:: Vorgegebener Text
Armut Jugendarbeit Jugendverbände

Klassismus entgegenwirken – Teilhabe aller jungen Menschen stärken!

Der Hauptausschuss des Bundesjugendrings hat am 31.01.2024 die Position "Klassismus entgegenwirken – Teilhabe aller jungen Menschen stärken!" beschlossen.

Wir Jugendverbände und Jugendringe setzen uns für die Teilhabe von Kindern und Jugendlichen ein. Alle jungen Menschen sollen die gleichen Chancen haben, ein selbstbestimmtes Leben zu führen, die eigenen Talente und Begabungen zu entfalten, am sozialen, kulturellen und wirtschaftlichen Leben teilzuhaben und unsere Gesellschaft mitzugestalten. Teilhabe ist ein elementares Recht junger Menschen!
::::
:: Gesammelte Daten
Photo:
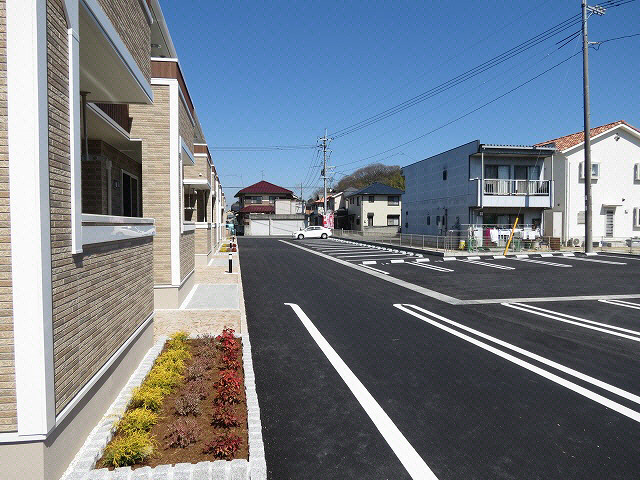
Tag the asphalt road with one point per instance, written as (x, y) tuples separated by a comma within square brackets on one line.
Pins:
::::
*Aufgaben*
1. An welchem Datum hat der Hauptausschuss laut dem Text über Klassismus die Position beschlossen?
2. Aktualisiere den Text über Klassismus von "Armut Jugendarbeit Jugendverbände" bis "Recht junger Menschen!", beides eingeschlossen, und ersetze dabei "Teilhabe" durch "Beteiligung". Gib den so geänderten Abschnitt wieder.

*Lösungen*
1. Am 31.01.2024.

2.
Armut Jugendarbeit Jugendverbände

Klassismus entgegenwirken – Beteiligung aller jungen Menschen stärken!

Der Hauptausschuss des Bundesjugendrings hat am 31.01.2024 die Position "Klassismus entgegenwirken – Beteiligung aller jungen Menschen stärken!" beschlossen.

Wir Jugendverbände und Jugendringe setzen uns für die Beteiligung von Kindern und Jugendlichen ein. Alle jungen Menschen sollen die gleichen Chancen haben, ein selbstbestimmtes Leben zu führen, die eigenen Talente und Begabungen zu entfalten, am sozialen, kulturellen und wirtschaftlichen Leben teilzuhaben und unsere Gesellschaft mitzugestalten. Beteiligung ist ein elementares Recht junger Menschen!